=== Available data ===
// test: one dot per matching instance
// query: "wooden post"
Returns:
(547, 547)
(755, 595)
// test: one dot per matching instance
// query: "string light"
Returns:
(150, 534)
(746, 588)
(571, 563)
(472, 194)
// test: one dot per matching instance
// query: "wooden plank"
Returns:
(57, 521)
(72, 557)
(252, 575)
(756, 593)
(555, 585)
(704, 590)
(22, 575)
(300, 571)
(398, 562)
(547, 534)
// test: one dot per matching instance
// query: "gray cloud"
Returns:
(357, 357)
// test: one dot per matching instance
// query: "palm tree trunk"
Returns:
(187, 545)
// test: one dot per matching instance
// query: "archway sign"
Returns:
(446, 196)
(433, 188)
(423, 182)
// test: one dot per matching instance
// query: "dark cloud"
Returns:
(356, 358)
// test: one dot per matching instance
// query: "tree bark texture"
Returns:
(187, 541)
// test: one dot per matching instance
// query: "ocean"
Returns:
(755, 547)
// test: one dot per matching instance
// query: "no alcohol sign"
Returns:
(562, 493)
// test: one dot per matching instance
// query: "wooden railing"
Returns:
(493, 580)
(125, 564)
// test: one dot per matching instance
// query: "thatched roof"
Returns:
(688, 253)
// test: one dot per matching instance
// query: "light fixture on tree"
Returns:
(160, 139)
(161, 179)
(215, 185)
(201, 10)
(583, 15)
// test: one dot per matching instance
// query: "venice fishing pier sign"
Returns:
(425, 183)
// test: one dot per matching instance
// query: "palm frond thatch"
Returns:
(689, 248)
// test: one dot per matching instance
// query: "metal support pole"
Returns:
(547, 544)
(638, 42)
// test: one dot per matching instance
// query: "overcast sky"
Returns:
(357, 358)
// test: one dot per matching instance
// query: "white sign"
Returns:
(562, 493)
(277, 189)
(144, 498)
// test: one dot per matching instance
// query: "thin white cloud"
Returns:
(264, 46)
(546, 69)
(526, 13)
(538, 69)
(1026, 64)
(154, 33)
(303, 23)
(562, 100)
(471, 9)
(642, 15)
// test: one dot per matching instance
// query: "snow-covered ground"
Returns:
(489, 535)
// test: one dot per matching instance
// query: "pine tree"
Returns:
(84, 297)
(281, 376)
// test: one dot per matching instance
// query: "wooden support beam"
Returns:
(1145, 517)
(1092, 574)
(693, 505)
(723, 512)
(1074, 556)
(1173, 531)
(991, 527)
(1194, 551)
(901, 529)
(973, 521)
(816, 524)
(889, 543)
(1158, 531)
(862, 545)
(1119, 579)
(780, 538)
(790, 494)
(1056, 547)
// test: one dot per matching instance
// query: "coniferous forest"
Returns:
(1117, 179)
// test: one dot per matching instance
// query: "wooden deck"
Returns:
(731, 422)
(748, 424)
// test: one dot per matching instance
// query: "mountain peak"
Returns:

=== Short exercise ===
Count how many lines in the material above contain the string "support", and reply with that number only.

=== Response below ===
2